• _ASSIGNMENT A_: In the recruiting post, which Aggies recruit did opposing coaches try to convince that Billy Kennedy's health would not allow him to coach through the recruit's college career?
• _ASSIGNMENT B_: Decide whether each statement agrees with the recruiting post: (i) Billy Kennedy was a coach at Texas A&M. (ii) The writer's coaching mentors advised against recruiting the player. (iii) Skewing statistics is listed as a method of negative recruiting. Give yes or no for each, with the deciding words quoted from the post.
• _ASSIGNMENT C_: Extract the passage of the recruiting post that begins at the words "Friday, July 24, 2015" and stops after "on top prospects.".

• _TEXT BLOCK_:
Friday, July 24, 2015

NCAA Basketball Recruiting: Competition

Anything worth having takes work to obtain.  The higher the stakes, the more work is required to get it.  Whether it is a job promotion, rare collector’s item, or that perfect significant other; the higher the stakes, the more people you had to beat out to get it.  Recruiting is one in the same.  Let’s look at some curveballs the competitors will likely throw your way in trying to beat you out on top prospects.

Coach Calipari does not condone negative
recruiting (John Bazemore/Associated Press)
One route recruiting competitors take in getting an upper hand on players is negative recruiting, also known in today’s terms as “hating”. In general, hating is when a person wants to knock someone else down a notch to look better.1  Texas A&M coach Billy Kennedy was diagnosed with symptoms of early-onset Parkinson’s disease back in 2011. This lead to opposing coaches trying to convince Aggies recruit Alex Robinson that Kennedy’s health would not allow him to coach through Robinson’s college career.2  Other methods of negative recruiting could include:

·         Age of Coach
·         Coach about to be fired
·         Programs’ discipline issues
·         Lack of graduates
·         Skewing statistics
·         Manipulating depth charts
Not all recruiting competitions have the same approach.  Due to the closeness of the coaching fraternity, often times friends are matched against each other to jostle for recruits.  My initial experience of competing against an acquaintance of mine came in my first year on the recruiting trail.  At the conclusion of the event, I was torn to know that my former graduate assistant coach was already recruiting a player I was impressed with.  I quizzed a few of my coaching mentors about whether I should recruit the player, or if this would be considered operating in poor taste. They let me know that as long as I went about things the right way, all players were open targets. I was ecstatic when the player signed with us over the competition, but I was still uneasy until I finally ran into my ex-coach in person.  He simply congratulated me on the signing and we carried on having a good time as we always had.  That let me know that there is friendly competition in recruiting.

• _PROVIDED DATA_:
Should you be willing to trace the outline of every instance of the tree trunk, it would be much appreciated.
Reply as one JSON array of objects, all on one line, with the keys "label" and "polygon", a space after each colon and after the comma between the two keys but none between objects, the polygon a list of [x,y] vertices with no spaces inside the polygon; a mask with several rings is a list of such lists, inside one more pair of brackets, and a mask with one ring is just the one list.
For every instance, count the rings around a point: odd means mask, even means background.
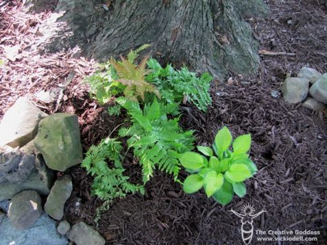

• _ANSWER SPACE A_: Alex Robinson

• _ANSWER SPACE B_:
(i) Yes: "Texas A&M coach Billy Kennedy"
(ii) No: "They let me know that as long as I went about things the right way, all players were open targets."
(iii) Yes: "Skewing statistics"

• _ANSWER SPACE C_:
Friday, July 24, 2015

NCAA Basketball Recruiting: Competition

Anything worth having takes work to obtain.  The higher the stakes, the more work is required to get it.  Whether it is a job promotion, rare collector’s item, or that perfect significant other; the higher the stakes, the more people you had to beat out to get it.  Recruiting is one in the same.  Let’s look at some curveballs the competitors will likely throw your way in trying to beat you out on top prospects.